▸ Extract to read
· · · · ·

After using the frequency filter on the nominal categorical features and creating dummified features, I repeated the same process for ordinal categorical features. However, ordinal features often have intra-relational and contextual information among its classes that can make a numerical encoding approach worth considering. When using an ordinal encoder, the frequency filter is not applied, as classes are all contained within the original variable, just relabeled as numbers. In this case, I tried it both ways in order to test which would work the best for this dataset.
Eliminating Outlier Observations using Cook’s Distance
By this point, I have finished feature engineering and my data is machine-learning ready. However, while I have curated features and classes, I have not culled or modified observations beyond imputing median values for null values in my quantitative features. My next step was to trim outliers that could have an outsized impact on a machine learning model – especially given this dataset’s relatively small sample size. However, with over 80 features, simply looking for sale price outliers using a gaussian distribution would not encompass the larger picture – a house can be very expensive and justified in its expense by its features. The answer is to use a method that sees if the house price is an outlier to the model. I decided to use Cook’s Distance on a multiple linear regression model in order to gauge which observations were outliers.
Cook’s Distance (formula shown to the right) compares an observation’s residual values with its leverage in changing the linear prediction of the model. When both residuals and leverage are high, then the observation will have a high Cook’s Distance, showing that observation has an exaggerated influence on the model.
A typical filter threshold is to filter any observation whose Cook’s Distance is above 4/n (with n being the number of observations). This can eliminate egregious outliers as seen in the Residual plots below, reduce the range of residuals, create more uniform distributions, and improve R2 significantly.

· · · · ·

▸ Information supplied

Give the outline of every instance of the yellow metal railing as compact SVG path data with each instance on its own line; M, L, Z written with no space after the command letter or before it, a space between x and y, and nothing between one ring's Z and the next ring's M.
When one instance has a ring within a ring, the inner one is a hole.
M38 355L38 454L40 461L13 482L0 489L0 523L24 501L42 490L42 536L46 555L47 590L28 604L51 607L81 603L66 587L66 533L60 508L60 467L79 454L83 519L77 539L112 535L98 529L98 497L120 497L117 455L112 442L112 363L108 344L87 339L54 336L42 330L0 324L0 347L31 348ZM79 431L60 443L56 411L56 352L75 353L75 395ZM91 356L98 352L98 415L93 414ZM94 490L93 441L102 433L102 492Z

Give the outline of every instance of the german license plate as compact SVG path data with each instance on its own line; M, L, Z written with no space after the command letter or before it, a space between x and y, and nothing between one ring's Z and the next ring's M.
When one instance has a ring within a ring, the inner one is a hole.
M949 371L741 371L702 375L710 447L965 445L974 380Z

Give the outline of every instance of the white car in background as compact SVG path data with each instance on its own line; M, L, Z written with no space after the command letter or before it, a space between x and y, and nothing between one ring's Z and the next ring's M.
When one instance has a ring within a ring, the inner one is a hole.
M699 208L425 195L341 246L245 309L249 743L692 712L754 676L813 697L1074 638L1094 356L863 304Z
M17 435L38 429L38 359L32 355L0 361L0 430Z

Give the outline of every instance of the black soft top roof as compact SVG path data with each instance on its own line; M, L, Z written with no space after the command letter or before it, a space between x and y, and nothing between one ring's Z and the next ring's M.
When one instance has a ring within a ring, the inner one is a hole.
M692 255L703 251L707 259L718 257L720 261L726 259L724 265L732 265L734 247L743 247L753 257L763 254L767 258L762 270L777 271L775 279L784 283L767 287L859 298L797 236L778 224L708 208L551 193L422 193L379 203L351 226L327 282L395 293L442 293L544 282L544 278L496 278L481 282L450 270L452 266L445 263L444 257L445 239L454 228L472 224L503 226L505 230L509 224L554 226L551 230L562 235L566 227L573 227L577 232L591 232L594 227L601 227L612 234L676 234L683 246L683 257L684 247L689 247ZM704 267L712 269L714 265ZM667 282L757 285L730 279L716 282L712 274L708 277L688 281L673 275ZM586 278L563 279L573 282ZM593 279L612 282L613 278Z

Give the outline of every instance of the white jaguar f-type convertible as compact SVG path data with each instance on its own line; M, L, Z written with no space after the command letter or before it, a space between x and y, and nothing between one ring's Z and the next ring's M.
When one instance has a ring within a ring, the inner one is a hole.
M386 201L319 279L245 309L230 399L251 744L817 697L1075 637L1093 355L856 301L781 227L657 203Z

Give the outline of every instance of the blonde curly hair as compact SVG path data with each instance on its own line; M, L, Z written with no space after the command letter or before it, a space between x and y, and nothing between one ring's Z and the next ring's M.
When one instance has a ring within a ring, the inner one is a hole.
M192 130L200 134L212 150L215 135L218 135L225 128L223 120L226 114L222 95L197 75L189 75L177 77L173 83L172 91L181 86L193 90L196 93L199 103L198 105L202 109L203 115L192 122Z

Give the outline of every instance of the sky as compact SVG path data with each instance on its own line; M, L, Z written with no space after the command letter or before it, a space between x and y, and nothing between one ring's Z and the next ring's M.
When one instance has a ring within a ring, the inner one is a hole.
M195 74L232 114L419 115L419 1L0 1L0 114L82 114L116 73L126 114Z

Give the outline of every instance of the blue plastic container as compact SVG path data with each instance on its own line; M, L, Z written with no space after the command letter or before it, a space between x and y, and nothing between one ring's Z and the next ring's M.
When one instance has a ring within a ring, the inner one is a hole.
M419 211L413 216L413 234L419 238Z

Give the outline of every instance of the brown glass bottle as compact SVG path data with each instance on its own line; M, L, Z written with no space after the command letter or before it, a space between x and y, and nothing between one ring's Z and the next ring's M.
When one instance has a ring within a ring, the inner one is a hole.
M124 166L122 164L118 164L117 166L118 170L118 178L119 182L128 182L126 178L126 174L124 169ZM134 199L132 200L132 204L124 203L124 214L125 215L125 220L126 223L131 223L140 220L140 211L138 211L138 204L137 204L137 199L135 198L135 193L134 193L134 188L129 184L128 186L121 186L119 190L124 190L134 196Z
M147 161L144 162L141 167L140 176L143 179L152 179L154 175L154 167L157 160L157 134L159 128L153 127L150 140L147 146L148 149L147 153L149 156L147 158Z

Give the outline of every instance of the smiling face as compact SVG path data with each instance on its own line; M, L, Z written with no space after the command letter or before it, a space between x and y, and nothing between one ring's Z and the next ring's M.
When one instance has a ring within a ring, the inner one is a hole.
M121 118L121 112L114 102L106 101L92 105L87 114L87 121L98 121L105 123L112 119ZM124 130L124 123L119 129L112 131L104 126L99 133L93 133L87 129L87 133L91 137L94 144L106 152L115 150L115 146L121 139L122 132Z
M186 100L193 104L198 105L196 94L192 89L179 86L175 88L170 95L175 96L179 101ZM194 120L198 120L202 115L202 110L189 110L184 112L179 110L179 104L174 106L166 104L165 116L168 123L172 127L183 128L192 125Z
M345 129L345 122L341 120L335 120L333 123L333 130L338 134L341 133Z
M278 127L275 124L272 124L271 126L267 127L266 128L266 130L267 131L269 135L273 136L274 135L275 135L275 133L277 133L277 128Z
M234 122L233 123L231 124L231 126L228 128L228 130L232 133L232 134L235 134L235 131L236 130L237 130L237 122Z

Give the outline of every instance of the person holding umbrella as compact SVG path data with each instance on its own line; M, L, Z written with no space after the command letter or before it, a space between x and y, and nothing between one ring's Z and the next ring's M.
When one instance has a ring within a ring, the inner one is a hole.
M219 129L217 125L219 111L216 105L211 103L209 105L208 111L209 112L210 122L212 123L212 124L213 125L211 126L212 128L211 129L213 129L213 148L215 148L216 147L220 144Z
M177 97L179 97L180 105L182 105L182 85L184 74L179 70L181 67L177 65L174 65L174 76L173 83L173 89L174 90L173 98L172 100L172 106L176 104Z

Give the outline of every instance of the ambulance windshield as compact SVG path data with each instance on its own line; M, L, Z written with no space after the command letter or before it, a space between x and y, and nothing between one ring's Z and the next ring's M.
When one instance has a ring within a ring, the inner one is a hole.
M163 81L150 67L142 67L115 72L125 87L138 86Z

· · · · ·

▸ Exercise requirements
1. From the passage on Cook's Distance, pull out word for word the part that begins with the words containing "After using the" and ends with "for this dataset.".
2. Extend the passage on Cook's Distance, picking up after its last sentence.

▸ Exercise responses
1.
After using the frequency filter on the nominal categorical features and creating dummified features, I repeated the same process for ordinal categorical features. However, ordinal features often have intra-relational and contextual information among its classes that can make a numerical encoding approach worth considering. When using an ordinal encoder, the frequency filter is not applied, as classes are all contained within the original variable, just relabeled as numbers. In this case, I tried it both ways in order to test which would work the best for this dataset.

2.
We can also see how much more uniform the outlier influence is after applying a Cook’s Distance filter in the Outlier Detection plots. This process ultimately eliminates 80 observations from our original 1460. While this seems like a lot of trimming on an already small dataset, the improvement of R2 seems to justify the sample size decrease.
HyperTransformation Tuning: A New Approach for Machine Learning Model Optimization
Even with a smaller dataset, non-linear machine learning algorithms can take a long time to run on even a moderately equipped laptop. HyperParameter Tuning only exacerbates this issue, with GridSearchCV often taking over 10 hours to test several permutations of hyperparameters - and often, one needs to use GridSearchCV more than once. Furthermore, there is little intuition in HyperParameter Tuning that allows one to guess which hyperparameters will work for a given dataset, so every tuning is largely guesswork. Furthermore, if one is testing multiple models, hyperparameter insights gained in one machine learning model do not transfer to another model. As such, I wanted to find another approach that could get similar results without waiting hours for marginal improvements.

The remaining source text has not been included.